--- begin The records ---
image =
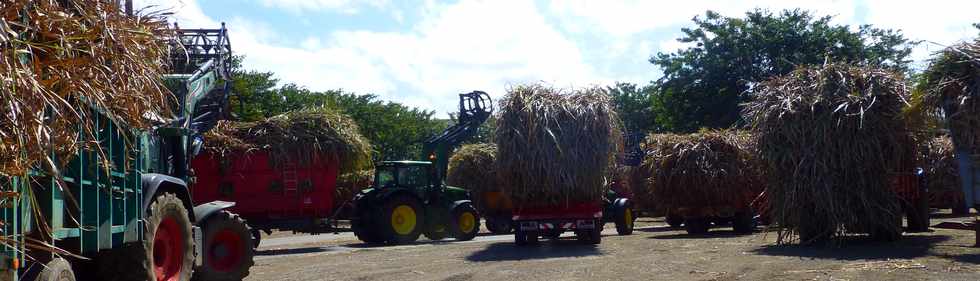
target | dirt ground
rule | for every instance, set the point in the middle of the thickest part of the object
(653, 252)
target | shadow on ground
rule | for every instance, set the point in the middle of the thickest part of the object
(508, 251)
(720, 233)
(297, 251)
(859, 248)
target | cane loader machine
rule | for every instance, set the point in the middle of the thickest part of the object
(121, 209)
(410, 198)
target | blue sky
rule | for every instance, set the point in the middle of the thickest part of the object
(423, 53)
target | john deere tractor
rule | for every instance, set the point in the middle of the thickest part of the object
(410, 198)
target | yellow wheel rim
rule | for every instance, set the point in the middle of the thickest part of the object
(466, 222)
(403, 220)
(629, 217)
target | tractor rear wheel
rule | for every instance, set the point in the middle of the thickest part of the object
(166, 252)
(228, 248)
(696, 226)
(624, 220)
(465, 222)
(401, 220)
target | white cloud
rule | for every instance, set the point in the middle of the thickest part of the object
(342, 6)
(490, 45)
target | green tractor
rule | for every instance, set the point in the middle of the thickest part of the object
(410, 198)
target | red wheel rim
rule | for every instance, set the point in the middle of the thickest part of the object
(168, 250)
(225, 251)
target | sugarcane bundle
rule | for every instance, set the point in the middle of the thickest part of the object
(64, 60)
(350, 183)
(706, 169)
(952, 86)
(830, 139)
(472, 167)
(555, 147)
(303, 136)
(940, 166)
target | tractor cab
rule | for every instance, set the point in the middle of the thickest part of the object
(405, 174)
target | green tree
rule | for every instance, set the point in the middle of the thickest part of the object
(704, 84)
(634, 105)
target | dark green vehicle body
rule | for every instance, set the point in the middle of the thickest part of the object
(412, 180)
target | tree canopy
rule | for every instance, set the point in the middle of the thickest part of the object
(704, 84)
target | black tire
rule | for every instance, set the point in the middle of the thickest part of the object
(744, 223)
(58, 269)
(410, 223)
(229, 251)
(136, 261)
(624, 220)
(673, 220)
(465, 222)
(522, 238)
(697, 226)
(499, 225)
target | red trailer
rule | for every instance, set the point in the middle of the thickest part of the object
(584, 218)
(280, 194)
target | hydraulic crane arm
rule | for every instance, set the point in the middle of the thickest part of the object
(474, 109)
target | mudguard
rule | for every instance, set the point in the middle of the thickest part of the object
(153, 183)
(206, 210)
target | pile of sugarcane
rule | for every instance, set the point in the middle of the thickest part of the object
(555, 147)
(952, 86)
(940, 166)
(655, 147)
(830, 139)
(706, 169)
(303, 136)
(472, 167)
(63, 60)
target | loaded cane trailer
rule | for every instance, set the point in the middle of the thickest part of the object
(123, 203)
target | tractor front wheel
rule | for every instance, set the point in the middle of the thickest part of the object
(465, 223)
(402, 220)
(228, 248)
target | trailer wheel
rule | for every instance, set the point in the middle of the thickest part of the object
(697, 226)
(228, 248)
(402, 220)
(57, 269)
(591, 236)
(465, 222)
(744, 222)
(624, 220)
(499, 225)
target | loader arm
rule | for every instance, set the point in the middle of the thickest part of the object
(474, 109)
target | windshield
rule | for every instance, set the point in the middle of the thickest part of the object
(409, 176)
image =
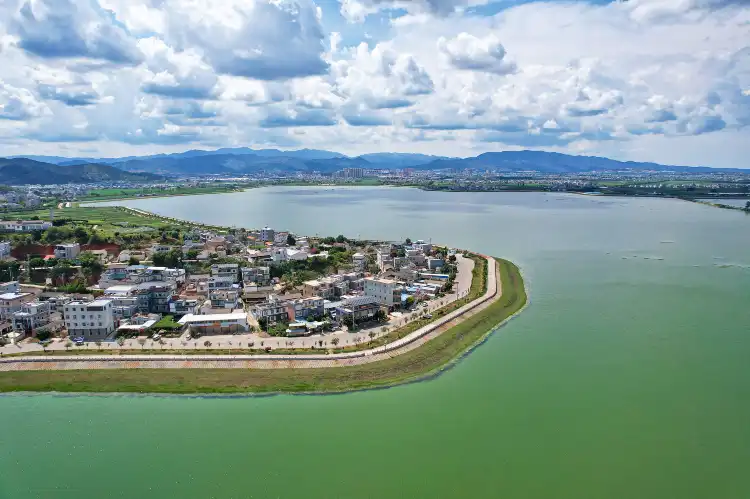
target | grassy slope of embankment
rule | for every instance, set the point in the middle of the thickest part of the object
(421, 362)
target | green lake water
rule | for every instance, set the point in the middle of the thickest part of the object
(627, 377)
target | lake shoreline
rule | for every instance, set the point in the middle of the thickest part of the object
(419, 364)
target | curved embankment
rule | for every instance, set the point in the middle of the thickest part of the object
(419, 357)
--- end The records ---
--- begin The records ---
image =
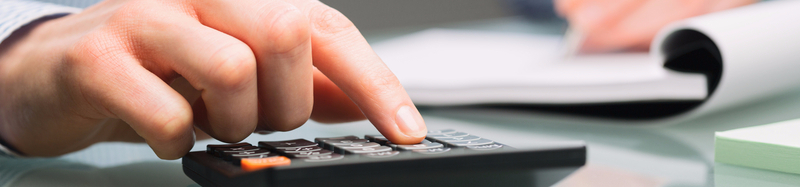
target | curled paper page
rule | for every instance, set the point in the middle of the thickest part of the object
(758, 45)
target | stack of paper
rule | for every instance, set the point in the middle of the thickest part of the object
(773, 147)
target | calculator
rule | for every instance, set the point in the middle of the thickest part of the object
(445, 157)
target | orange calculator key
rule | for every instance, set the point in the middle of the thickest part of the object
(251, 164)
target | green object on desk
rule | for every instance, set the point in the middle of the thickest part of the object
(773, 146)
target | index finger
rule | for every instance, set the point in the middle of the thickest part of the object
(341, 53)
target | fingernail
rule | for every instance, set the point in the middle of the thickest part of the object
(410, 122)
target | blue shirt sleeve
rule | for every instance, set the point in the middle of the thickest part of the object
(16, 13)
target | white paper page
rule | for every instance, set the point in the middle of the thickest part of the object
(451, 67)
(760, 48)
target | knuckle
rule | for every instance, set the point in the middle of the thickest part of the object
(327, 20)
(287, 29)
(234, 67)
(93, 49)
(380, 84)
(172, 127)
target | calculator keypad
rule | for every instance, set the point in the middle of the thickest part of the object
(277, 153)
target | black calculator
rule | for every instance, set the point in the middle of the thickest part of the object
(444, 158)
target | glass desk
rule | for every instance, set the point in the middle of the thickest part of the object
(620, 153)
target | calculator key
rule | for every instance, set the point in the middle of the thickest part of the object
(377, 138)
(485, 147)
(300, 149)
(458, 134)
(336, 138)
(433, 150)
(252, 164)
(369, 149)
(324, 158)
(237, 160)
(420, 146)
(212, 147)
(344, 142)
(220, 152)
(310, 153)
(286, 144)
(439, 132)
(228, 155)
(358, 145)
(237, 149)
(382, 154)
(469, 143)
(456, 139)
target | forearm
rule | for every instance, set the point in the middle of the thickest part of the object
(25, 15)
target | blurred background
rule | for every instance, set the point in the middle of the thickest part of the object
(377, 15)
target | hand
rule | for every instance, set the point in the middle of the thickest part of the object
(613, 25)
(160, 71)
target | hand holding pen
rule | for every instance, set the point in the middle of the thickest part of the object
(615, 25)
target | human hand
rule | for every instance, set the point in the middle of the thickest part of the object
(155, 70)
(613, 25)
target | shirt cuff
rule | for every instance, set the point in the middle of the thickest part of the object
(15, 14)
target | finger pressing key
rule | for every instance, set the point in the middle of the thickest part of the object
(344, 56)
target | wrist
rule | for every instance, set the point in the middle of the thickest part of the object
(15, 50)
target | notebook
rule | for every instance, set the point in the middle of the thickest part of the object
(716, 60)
--- end The records ---
--- begin The records ---
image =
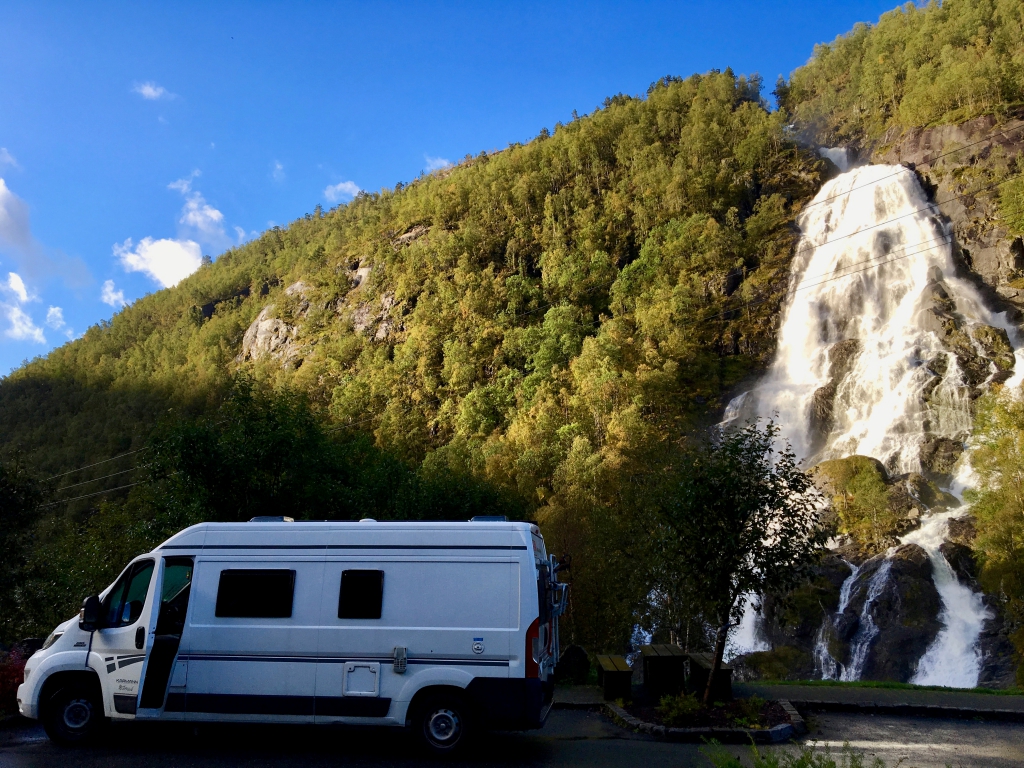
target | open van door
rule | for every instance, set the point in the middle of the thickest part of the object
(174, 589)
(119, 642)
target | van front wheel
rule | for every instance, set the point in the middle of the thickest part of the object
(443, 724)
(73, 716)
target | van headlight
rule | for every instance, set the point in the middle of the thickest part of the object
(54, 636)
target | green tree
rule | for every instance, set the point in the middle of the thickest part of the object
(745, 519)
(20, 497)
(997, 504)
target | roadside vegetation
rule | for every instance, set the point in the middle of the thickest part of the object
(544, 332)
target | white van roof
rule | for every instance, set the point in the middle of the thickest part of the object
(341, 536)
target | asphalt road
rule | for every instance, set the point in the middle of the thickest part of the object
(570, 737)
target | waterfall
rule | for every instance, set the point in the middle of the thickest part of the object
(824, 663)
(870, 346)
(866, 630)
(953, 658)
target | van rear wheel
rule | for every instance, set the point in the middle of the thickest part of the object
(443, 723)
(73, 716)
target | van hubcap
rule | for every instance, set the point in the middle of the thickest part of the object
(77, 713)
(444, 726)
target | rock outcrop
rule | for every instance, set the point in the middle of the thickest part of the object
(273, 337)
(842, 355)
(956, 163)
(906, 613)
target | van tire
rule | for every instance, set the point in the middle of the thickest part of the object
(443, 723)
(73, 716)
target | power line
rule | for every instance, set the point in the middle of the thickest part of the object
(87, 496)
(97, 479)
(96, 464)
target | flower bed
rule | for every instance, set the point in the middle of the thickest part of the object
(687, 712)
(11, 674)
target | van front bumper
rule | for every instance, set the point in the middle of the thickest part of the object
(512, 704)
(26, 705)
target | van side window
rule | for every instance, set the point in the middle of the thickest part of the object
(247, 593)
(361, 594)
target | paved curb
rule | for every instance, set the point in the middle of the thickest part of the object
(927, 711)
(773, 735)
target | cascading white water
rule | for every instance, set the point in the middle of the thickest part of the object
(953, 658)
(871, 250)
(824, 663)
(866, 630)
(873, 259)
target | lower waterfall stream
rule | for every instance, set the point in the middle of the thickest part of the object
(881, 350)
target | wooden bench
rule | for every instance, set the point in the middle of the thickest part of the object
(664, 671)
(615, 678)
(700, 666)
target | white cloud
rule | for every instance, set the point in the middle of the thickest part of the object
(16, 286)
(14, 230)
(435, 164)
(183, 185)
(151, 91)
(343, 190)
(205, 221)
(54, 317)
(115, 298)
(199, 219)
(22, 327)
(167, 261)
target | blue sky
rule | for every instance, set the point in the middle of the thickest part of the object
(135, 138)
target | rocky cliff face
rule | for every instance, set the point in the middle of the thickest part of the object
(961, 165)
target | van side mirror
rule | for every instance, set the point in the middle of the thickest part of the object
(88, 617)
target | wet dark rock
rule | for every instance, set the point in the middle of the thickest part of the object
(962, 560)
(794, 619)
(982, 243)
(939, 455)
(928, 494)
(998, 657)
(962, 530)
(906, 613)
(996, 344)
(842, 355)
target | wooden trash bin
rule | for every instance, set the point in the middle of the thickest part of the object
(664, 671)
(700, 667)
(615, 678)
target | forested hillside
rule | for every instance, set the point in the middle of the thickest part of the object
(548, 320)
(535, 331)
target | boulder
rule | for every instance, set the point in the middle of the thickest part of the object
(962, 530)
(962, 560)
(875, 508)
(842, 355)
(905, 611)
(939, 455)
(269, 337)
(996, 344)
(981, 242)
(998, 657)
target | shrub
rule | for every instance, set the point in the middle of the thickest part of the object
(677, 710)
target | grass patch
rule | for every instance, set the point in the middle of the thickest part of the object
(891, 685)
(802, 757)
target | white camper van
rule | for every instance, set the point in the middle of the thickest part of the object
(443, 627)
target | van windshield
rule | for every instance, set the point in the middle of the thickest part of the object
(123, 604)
--- end The records ---
Please tally the lines in the entries above that contain the string "black", matching case exactly, and reply with that number alone.

2